The maize methylome influences mRNA splice sites and reveals widespread paramutation-like switches guided by small RNA

• Published in: Genome research Vol. 23; no. 10; pp. 1651 - 1662
• Main Authors: Regulski, Michael, Lu, Zhenyuan, Kendall, Jude, Donoghue, Mark T A, Reinders, Jon, Llaca, Victor, Deschamps, Stephane, Smith, Andrew, Levy, Dan, McCombie, W Richard, Tingey, Scott, Rafalski, Antoni, Hicks, James, Ware, Doreen, Martienssen, Robert A
• Format: Journal Article
• Language: English
• Published: United States Cold Spring Harbor Laboratory Press 01.10.2013
• Subjects: Alternative Splicing; Cytosine; DNA Methylation; DNA Transposable Elements; DNA, Plant - genetics; DNA, Plant - metabolism; Epigenesis, Genetic; Exons; Gene Expression Regulation, Plant; Genome, Plant; Genomic Imprinting; RNA Splice Sites; RNA, Messenger - genetics; RNA, Messenger - metabolism; RNA, Plant - genetics; RNA, Plant - metabolism; RNA, Small Interfering - genetics; RNA, Small Interfering - metabolism; Sequence Analysis; Zea mays; Zea mays - genetics; Zea mays - metabolism
• ISSN: 1088-9051; 1549-5469
• DOI: 10.1101/gr.153510.112

The maize genome, with its large complement of transposons and repeats, is a paradigm for the study of epigenetic mechanisms such as paramutation and imprinting. Here, we present the genome-wide map of cytosine methylation for two maize inbred lines, B73 and Mo17. CG (65%) and CHG (50%) methylation (where H = A, C, or T) is highest in transposons, while CHH (5%) methylation is likely guided by 24-nt, but not 21-nt, small interfering RNAs (siRNAs). Correlations with methylation patterns suggest that CG methylation in exons (8%) may deter insertion of Mutator transposon insertion, while CHG methylation at splice acceptor sites may inhibit RNA splicing. Using the methylation map as a guide, we used low-coverage sequencing to show that parental methylation differences are inherited by recombinant inbred lines. However, frequent methylation switches, guided by siRNA, persist for up to eight generations, suggesting that epigenetic inheritance resembling paramutation is much more common than previously supposed. The methylation map will provide an invaluable resource for epigenetic studies in maize.

* _Data segment_

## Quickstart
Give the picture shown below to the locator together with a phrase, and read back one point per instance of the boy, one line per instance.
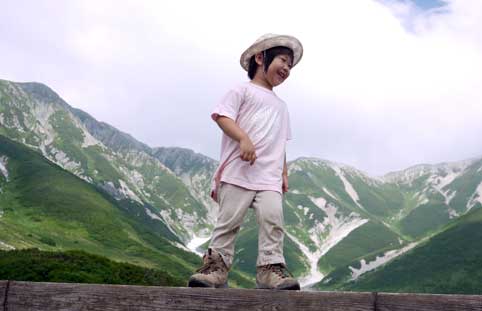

* _Task list_
**A)** Please say whether each statement agrees with the maize methylome abstract, answering yes or no and quoting the deciding words: (i) CHH methylation is likely guided by 21-nt siRNAs. (ii) The methylation map covers two maize inbred lines, B73 and Mo17. (iii) Methylation switches persist for up to eight generations.
**B)** According to the maize methylome abstract, what kind of sequencing showed that recombinant inbred lines inherit parental methylation differences?
The material is separate from the maize methylome abstract.

* _Outputs in order_
**A)**
(i) No: "likely guided by 24-nt, but not 21-nt, small interfering RNAs (siRNAs)"
(ii) Yes: "the genome-wide map of cytosine methylation for two maize inbred lines, B73 and Mo17"
(iii) Yes: "persist for up to eight generations"

**B)** Low-coverage sequencing.